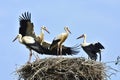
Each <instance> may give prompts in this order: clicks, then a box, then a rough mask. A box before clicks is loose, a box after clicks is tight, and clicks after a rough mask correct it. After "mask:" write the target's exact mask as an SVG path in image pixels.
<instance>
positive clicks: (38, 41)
mask: <svg viewBox="0 0 120 80" xmlns="http://www.w3.org/2000/svg"><path fill="white" fill-rule="evenodd" d="M44 31H46V32H47V33H49V34H50V32H49V31H48V29H47V28H46V27H45V26H42V27H41V32H40V35H38V36H36V41H38V42H39V43H40V44H41V45H42V44H43V42H44Z"/></svg>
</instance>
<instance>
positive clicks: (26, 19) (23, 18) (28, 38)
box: [13, 12, 49, 63]
mask: <svg viewBox="0 0 120 80" xmlns="http://www.w3.org/2000/svg"><path fill="white" fill-rule="evenodd" d="M19 22H20V28H19V34H18V35H17V37H16V38H15V39H14V40H13V42H14V41H15V40H16V39H18V40H19V42H20V43H22V44H24V45H25V46H26V47H27V48H28V49H29V50H30V55H29V60H28V63H29V62H30V60H31V57H32V50H34V51H36V52H38V53H41V54H49V53H47V52H46V51H48V49H45V48H44V47H42V46H41V45H40V44H39V42H38V41H36V35H35V32H34V25H33V23H32V22H31V14H30V13H29V12H25V13H24V14H22V15H21V16H20V17H19ZM44 51H45V52H44Z"/></svg>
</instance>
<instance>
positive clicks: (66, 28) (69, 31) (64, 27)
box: [64, 26, 71, 34]
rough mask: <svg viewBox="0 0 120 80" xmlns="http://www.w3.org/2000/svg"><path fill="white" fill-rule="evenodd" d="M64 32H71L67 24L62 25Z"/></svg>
mask: <svg viewBox="0 0 120 80" xmlns="http://www.w3.org/2000/svg"><path fill="white" fill-rule="evenodd" d="M64 29H65V31H66V32H69V33H70V34H71V31H70V30H69V28H68V27H67V26H65V27H64Z"/></svg>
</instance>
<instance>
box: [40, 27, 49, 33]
mask: <svg viewBox="0 0 120 80" xmlns="http://www.w3.org/2000/svg"><path fill="white" fill-rule="evenodd" d="M41 29H43V30H45V31H46V32H47V33H49V34H50V32H49V31H48V29H47V28H46V27H45V26H42V27H41Z"/></svg>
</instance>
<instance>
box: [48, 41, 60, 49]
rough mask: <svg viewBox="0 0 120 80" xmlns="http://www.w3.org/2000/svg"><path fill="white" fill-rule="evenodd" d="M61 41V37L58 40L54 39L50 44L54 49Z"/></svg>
mask: <svg viewBox="0 0 120 80" xmlns="http://www.w3.org/2000/svg"><path fill="white" fill-rule="evenodd" d="M59 41H60V39H56V40H53V41H52V44H51V45H50V49H51V50H52V49H54V48H57V46H58V44H57V43H58V42H59Z"/></svg>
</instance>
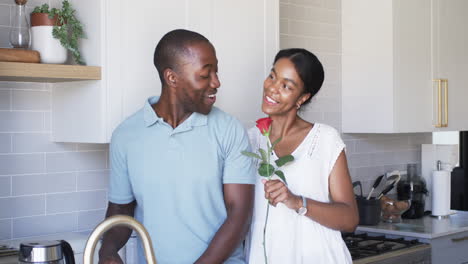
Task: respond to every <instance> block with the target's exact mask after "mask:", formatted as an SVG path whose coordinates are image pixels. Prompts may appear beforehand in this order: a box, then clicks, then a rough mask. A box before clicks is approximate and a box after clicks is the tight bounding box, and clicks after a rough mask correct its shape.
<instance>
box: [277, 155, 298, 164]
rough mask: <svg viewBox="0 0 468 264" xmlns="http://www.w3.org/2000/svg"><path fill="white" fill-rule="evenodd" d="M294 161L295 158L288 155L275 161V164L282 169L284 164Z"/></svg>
mask: <svg viewBox="0 0 468 264" xmlns="http://www.w3.org/2000/svg"><path fill="white" fill-rule="evenodd" d="M293 160H294V157H293V156H292V155H286V156H283V157H281V158H279V159H277V160H275V163H276V166H278V167H281V166H283V165H284V164H286V163H288V162H291V161H293Z"/></svg>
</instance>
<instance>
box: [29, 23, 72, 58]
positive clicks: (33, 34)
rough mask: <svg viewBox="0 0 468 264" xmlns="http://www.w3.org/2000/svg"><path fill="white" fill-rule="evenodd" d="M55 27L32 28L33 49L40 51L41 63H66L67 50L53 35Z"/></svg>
mask: <svg viewBox="0 0 468 264" xmlns="http://www.w3.org/2000/svg"><path fill="white" fill-rule="evenodd" d="M52 29H53V26H33V27H31V35H32V39H31V49H32V50H37V51H39V53H40V55H41V63H56V64H60V63H65V61H67V49H65V48H64V47H63V46H62V45H61V44H60V41H59V40H58V39H56V38H54V37H53V35H52Z"/></svg>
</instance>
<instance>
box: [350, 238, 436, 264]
mask: <svg viewBox="0 0 468 264" xmlns="http://www.w3.org/2000/svg"><path fill="white" fill-rule="evenodd" d="M343 240H344V241H345V243H346V246H347V247H348V249H349V251H350V253H351V256H352V258H353V263H355V264H367V263H379V264H387V263H388V264H390V263H398V264H406V263H412V264H423V263H424V264H427V263H431V246H430V245H429V244H425V243H421V242H419V241H417V240H405V239H404V238H389V237H385V236H370V235H368V234H366V233H360V234H356V233H344V234H343Z"/></svg>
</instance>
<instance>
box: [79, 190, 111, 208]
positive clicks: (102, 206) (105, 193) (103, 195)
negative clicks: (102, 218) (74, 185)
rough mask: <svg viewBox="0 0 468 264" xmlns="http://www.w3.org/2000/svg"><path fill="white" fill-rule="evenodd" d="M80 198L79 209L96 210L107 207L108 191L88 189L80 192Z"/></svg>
mask: <svg viewBox="0 0 468 264" xmlns="http://www.w3.org/2000/svg"><path fill="white" fill-rule="evenodd" d="M79 193H80V199H79V200H78V210H80V211H85V210H96V209H104V208H106V207H107V192H106V191H104V190H100V191H87V192H79Z"/></svg>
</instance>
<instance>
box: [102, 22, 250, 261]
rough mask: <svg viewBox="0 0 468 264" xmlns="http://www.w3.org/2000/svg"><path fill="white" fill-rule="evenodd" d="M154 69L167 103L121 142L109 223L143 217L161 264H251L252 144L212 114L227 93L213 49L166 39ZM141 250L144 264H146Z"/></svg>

--------------------

= YOUR ASSIGNMENT =
Take the records above and transcribe them exactly, dropping every picture.

= RESULT BELOW =
Each <instance> may give prompts in this order: clicks, then a box, then a rough mask. A box before clicks is loose, a box after clicks is tight, and clicks after a rough mask correct it. After "mask:" write the target's exact mask as an SVG path in image pixels.
<instance>
positive clicks: (38, 41)
mask: <svg viewBox="0 0 120 80" xmlns="http://www.w3.org/2000/svg"><path fill="white" fill-rule="evenodd" d="M44 31H46V32H47V33H49V34H50V32H49V31H48V29H47V28H46V27H45V26H42V27H41V32H40V35H38V36H36V41H38V42H39V43H40V44H41V45H42V44H43V42H44Z"/></svg>
</instance>
<instance>
positive clicks: (26, 19) (23, 18) (28, 38)
box: [13, 12, 49, 63]
mask: <svg viewBox="0 0 120 80" xmlns="http://www.w3.org/2000/svg"><path fill="white" fill-rule="evenodd" d="M19 22H20V28H19V34H18V35H17V37H16V38H15V39H14V40H13V42H14V41H15V40H16V39H18V40H19V42H20V43H22V44H24V45H25V46H26V47H27V48H28V49H29V50H30V55H29V60H28V63H29V62H30V60H31V57H32V50H34V51H36V52H38V53H41V54H49V53H47V52H46V51H48V49H45V48H44V47H42V46H41V45H40V44H39V42H38V41H36V35H35V32H34V25H33V23H32V22H31V14H30V13H29V12H25V13H24V14H22V15H21V16H20V17H19ZM44 51H45V52H44Z"/></svg>
</instance>
<instance>
positive clicks: (66, 28) (69, 31) (64, 27)
box: [64, 26, 71, 34]
rough mask: <svg viewBox="0 0 120 80" xmlns="http://www.w3.org/2000/svg"><path fill="white" fill-rule="evenodd" d="M64 32H71L67 24L62 25Z"/></svg>
mask: <svg viewBox="0 0 120 80" xmlns="http://www.w3.org/2000/svg"><path fill="white" fill-rule="evenodd" d="M64 29H65V31H66V32H69V33H70V34H71V31H70V30H69V28H68V27H67V26H65V27H64Z"/></svg>
</instance>
<instance>
box: [40, 27, 49, 33]
mask: <svg viewBox="0 0 120 80" xmlns="http://www.w3.org/2000/svg"><path fill="white" fill-rule="evenodd" d="M41 29H43V30H45V31H46V32H47V33H49V34H50V32H49V31H48V29H47V28H46V27H45V26H42V27H41Z"/></svg>
</instance>
<instance>
box: [48, 41, 60, 49]
rough mask: <svg viewBox="0 0 120 80" xmlns="http://www.w3.org/2000/svg"><path fill="white" fill-rule="evenodd" d="M61 41V37L58 40L54 39L50 44L54 49Z"/></svg>
mask: <svg viewBox="0 0 120 80" xmlns="http://www.w3.org/2000/svg"><path fill="white" fill-rule="evenodd" d="M59 41H60V39H56V40H53V41H52V44H51V45H50V49H51V50H52V49H54V48H57V46H58V44H57V43H58V42H59Z"/></svg>
</instance>
Task: respond to every <instance> block with the target's exact mask after "mask:", formatted as an SVG path whose coordinates are image pixels. Prompts may appear beforehand in this order: a box, then clicks, then a rough mask. A box before clicks is approximate and a box after clicks is the tight bounding box, and clicks after a rough mask correct its shape.
<instance>
box: [277, 155, 298, 164]
rough mask: <svg viewBox="0 0 468 264" xmlns="http://www.w3.org/2000/svg"><path fill="white" fill-rule="evenodd" d="M294 161L295 158L288 155L275 161V164L282 169L284 164Z"/></svg>
mask: <svg viewBox="0 0 468 264" xmlns="http://www.w3.org/2000/svg"><path fill="white" fill-rule="evenodd" d="M293 160H294V157H293V156H292V155H286V156H283V157H281V158H279V159H277V160H275V163H276V166H278V167H281V166H283V165H284V164H286V163H288V162H291V161H293Z"/></svg>
</instance>
<instance>
box: [29, 23, 72, 58]
positive clicks: (33, 34)
rough mask: <svg viewBox="0 0 468 264" xmlns="http://www.w3.org/2000/svg"><path fill="white" fill-rule="evenodd" d="M55 27L32 28L33 49L40 51L41 63H66L67 50L53 35Z"/></svg>
mask: <svg viewBox="0 0 468 264" xmlns="http://www.w3.org/2000/svg"><path fill="white" fill-rule="evenodd" d="M52 29H53V26H33V27H31V35H32V39H31V49H32V50H37V51H39V53H40V55H41V63H56V64H60V63H65V61H67V49H65V48H64V47H63V46H62V45H61V44H60V41H59V40H58V39H56V38H54V37H53V35H52Z"/></svg>
</instance>
<instance>
box: [350, 238, 436, 264]
mask: <svg viewBox="0 0 468 264" xmlns="http://www.w3.org/2000/svg"><path fill="white" fill-rule="evenodd" d="M343 240H344V241H345V243H346V246H347V247H348V249H349V251H350V253H351V256H352V258H353V263H355V264H367V263H379V264H387V263H388V264H390V263H398V264H406V263H412V264H423V263H424V264H427V263H431V246H430V245H429V244H425V243H421V242H419V241H417V240H405V239H404V238H389V237H385V236H370V235H368V234H366V233H360V234H356V233H344V234H343Z"/></svg>
</instance>
<instance>
box: [79, 190, 111, 208]
positive clicks: (102, 206) (105, 193) (103, 195)
negative clicks: (102, 218) (74, 185)
rough mask: <svg viewBox="0 0 468 264" xmlns="http://www.w3.org/2000/svg"><path fill="white" fill-rule="evenodd" d="M80 198L79 209L96 210L107 207L108 191L88 189L80 192Z"/></svg>
mask: <svg viewBox="0 0 468 264" xmlns="http://www.w3.org/2000/svg"><path fill="white" fill-rule="evenodd" d="M79 193H80V199H79V200H78V210H80V211H85V210H96V209H104V208H106V207H107V192H106V191H104V190H100V191H87V192H79Z"/></svg>
</instance>
<instance>
box: [102, 22, 250, 261]
rough mask: <svg viewBox="0 0 468 264" xmlns="http://www.w3.org/2000/svg"><path fill="white" fill-rule="evenodd" d="M154 69L167 103L121 142L109 223L143 217L161 264H251L252 144L212 114L227 93L213 49L166 39ZM141 250L144 264H146Z"/></svg>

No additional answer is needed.